▸ **WHAT YOU HAVE TO DO**
Please quote the material exactly, every line of it.

▸ **SUPPLIED MATERIAL**
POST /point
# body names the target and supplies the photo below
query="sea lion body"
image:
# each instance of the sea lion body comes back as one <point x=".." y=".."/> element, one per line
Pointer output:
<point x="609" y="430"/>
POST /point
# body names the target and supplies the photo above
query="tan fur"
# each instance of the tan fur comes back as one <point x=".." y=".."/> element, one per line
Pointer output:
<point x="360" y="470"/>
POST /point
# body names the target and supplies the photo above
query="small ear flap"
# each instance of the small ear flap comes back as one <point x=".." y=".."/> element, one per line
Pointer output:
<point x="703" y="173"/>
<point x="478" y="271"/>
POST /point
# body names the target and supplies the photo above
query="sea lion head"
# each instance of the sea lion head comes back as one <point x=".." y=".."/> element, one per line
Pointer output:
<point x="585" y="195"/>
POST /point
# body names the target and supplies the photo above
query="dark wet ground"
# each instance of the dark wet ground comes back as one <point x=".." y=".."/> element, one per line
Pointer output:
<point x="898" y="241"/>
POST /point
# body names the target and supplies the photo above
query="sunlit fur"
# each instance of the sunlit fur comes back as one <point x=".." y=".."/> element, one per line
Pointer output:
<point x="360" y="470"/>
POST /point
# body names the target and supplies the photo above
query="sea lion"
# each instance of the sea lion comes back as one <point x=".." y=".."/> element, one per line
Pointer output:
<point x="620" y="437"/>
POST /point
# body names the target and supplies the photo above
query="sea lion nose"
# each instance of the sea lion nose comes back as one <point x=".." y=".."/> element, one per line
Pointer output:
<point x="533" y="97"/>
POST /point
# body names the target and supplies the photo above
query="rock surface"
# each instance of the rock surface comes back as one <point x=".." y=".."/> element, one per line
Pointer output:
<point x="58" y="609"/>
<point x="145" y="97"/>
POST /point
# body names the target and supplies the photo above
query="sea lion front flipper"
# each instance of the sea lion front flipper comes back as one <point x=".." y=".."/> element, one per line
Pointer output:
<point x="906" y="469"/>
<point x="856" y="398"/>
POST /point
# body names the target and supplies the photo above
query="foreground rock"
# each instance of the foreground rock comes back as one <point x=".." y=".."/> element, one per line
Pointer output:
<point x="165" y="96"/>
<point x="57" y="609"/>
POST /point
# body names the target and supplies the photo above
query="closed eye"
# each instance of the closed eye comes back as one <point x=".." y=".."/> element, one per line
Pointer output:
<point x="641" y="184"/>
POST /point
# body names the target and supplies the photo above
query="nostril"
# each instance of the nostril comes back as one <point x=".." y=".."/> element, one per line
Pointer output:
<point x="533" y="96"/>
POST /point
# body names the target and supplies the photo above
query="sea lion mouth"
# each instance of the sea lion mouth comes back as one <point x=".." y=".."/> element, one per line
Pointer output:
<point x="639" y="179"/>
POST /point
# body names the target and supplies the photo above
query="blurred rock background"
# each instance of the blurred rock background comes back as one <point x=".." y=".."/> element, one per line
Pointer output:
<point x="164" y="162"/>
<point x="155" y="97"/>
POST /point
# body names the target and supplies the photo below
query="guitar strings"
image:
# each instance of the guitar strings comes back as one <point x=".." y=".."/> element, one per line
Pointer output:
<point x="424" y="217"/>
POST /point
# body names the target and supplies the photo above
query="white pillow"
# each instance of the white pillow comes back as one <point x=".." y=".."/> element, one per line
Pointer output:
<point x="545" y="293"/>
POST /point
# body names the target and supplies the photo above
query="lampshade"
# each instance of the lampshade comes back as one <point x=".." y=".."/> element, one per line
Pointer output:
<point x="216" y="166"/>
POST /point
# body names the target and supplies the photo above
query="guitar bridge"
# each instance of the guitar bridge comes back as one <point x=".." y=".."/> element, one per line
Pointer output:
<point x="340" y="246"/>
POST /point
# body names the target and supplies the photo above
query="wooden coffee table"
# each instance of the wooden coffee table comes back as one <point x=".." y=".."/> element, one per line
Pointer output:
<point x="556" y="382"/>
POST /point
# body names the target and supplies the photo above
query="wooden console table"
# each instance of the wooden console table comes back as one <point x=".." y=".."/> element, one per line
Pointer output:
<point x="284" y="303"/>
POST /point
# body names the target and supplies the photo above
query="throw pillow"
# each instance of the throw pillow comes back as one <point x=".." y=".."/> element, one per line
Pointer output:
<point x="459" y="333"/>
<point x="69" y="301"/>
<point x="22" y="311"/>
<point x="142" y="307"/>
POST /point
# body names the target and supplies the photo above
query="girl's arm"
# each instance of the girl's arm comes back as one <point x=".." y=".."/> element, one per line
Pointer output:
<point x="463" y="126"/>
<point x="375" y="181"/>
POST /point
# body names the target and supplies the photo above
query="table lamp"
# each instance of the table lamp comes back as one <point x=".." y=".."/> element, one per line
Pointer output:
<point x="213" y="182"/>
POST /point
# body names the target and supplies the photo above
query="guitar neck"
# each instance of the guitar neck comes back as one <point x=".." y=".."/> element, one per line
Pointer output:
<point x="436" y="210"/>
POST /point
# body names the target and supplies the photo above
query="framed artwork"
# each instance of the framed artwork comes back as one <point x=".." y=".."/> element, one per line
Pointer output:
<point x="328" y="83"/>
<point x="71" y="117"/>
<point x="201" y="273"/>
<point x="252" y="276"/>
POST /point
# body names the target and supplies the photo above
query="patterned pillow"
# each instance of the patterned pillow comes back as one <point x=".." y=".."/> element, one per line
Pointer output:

▸ **RESPONSE TO THE EXERCISE**
POST /point
# body names the target and supplies the photo below
query="sea lion body"
image:
# each instance of the sea lion body comes back as one <point x=".." y=".."/> element, one per line
Pointer output:
<point x="609" y="430"/>
POST /point
# body names the target and supplies the photo above
query="tan fur"
# each instance of the tan fur comes back as one <point x=".." y=".."/> element, one per line
Pointer output:
<point x="360" y="470"/>
POST /point
# body names the target and supplies the photo above
query="small ear flap"
# each instance of the small ear flap comes back as one <point x=".." y=".."/> element, one per line
Pointer output:
<point x="703" y="173"/>
<point x="478" y="271"/>
POST /point
# body names the target and supplies the photo above
query="sea lion head"
# each instance of the sea lion head comes back as one <point x=".." y=".."/> element, one per line
Pointer output:
<point x="585" y="195"/>
POST /point
# body names the target and supplies the photo above
query="dark wet ground"
# each instance of the dark wet ground comes back as one <point x=".." y=".."/> element, one per line
Pointer output:
<point x="898" y="241"/>
POST /point
# body names the target and supplies the photo above
query="sunlit fur"
# each instance of the sunlit fur comes back as one <point x=".." y=".."/> element, one per line
Pointer output:
<point x="360" y="470"/>
POST /point
# body names the target and supplies the photo above
query="sea lion"
# each instance of the sea lion comes back as one <point x=".." y=".."/> element, one per line
Pointer output:
<point x="620" y="437"/>
POST /point
# body names the target and supplies the photo above
query="sea lion nose"
# each instance of the sea lion nose comes back as one <point x=".." y=".."/> element, one per line
Pointer output:
<point x="533" y="97"/>
POST /point
# body names the target and supplies the photo above
query="rock surface"
# each instance of the rock surface comes back as one <point x=".." y=".."/> element, one per line
Pointer output:
<point x="58" y="609"/>
<point x="145" y="97"/>
POST /point
# body names the target and supplies the photo above
query="sea lion front flipper"
# each instance of the sea lion front flipper comes back as one <point x=".." y=".."/> element, one per line
Pointer output:
<point x="906" y="469"/>
<point x="856" y="398"/>
POST /point
# body names the target and supplies the photo above
query="foreground rock"
# each instance of the foreground rock comes back as one <point x=".." y=".."/> element, one per line
Pointer output:
<point x="165" y="96"/>
<point x="57" y="609"/>
POST /point
# body names the target and supplies the photo above
query="closed eye"
# each instance of the closed eye comes back as one <point x=".." y=".."/> element, one per line
Pointer output:
<point x="641" y="184"/>
POST /point
# body names the target and supplies the photo above
query="nostril"
# each instance of the nostril comes back as one <point x=".." y=".."/> element, one per line
Pointer output:
<point x="533" y="96"/>
POST /point
# body names the target and supplies the photo above
query="sea lion mouth"
# each instance of the sea lion mouth comes back as one <point x=".." y=".."/> element, one per line
Pointer output:
<point x="639" y="179"/>
POST /point
# body names the target and supplies the photo above
query="blurred rock background"
# each instance of the blurred rock background comes back as one <point x=".." y=".."/> element, one per line
Pointer output:
<point x="164" y="162"/>
<point x="155" y="97"/>
POST /point
# body names the target and supplies the photo below
query="guitar strings"
image:
# each instance of the guitar strings comes back as one <point x=".." y=".."/> element, one per line
Pointer output:
<point x="424" y="217"/>
POST /point
# body names the target and supplies the photo above
query="white pillow"
# each instance of the white pillow comes back as one <point x=".." y=".."/> element, one per line
Pointer output:
<point x="545" y="293"/>
POST /point
# body names the target and supplies the photo above
query="lampshade"
# each instance of the lampshade comes back as one <point x=".." y=".."/> element, one per line
Pointer output:
<point x="216" y="166"/>
POST /point
# body names the target and supplies the photo above
query="guitar bridge"
# each instance of the guitar bridge comes back as one <point x=".." y=".."/> element, one per line
Pointer output:
<point x="340" y="246"/>
POST /point
# body names the target and supplies the photo above
query="wooden coffee table"
# each instance of the wooden coffee table comes back as one <point x=".." y=".."/> element, one per line
Pointer output:
<point x="556" y="382"/>
POST /point
# body names the target and supplies the photo above
query="wooden console table"
# each instance of the wooden console table comes back as one <point x=".." y=".."/> element, one per line
Pointer output:
<point x="284" y="303"/>
POST /point
# body names the target and supplies the photo above
query="throw pillow"
# each instance of the throw pillow comes back as one <point x=".." y=".."/> element, one per line
Pointer output:
<point x="459" y="333"/>
<point x="69" y="301"/>
<point x="22" y="311"/>
<point x="142" y="307"/>
POST /point
# body names the target and supplies the photo above
query="girl's arm"
# each instance of the girl's arm comes back as one <point x=".." y=".."/> element, one per line
Pointer output:
<point x="463" y="126"/>
<point x="375" y="181"/>
POST /point
# body names the target and supplies the photo above
query="table lamp"
# each instance of the table lamp comes back as one <point x=".." y=".."/> element, one per line
Pointer output:
<point x="213" y="182"/>
POST /point
# body names the target and supplies the photo above
query="guitar neck"
# each instance of the guitar neck comes back as one <point x=".." y=".."/> element, one per line
Pointer output:
<point x="436" y="210"/>
POST /point
# body names the target and supplies the photo above
query="framed artwork"
# each instance of the framed artwork comes back as one <point x=".." y=".."/> element, one per line
Pointer output:
<point x="328" y="83"/>
<point x="71" y="117"/>
<point x="201" y="273"/>
<point x="252" y="276"/>
POST /point
# body names the target and supplies the photo above
query="patterned pillow"
# each instance of the patterned pillow comes back as one <point x=".." y=".."/> element, one per line
Pointer output:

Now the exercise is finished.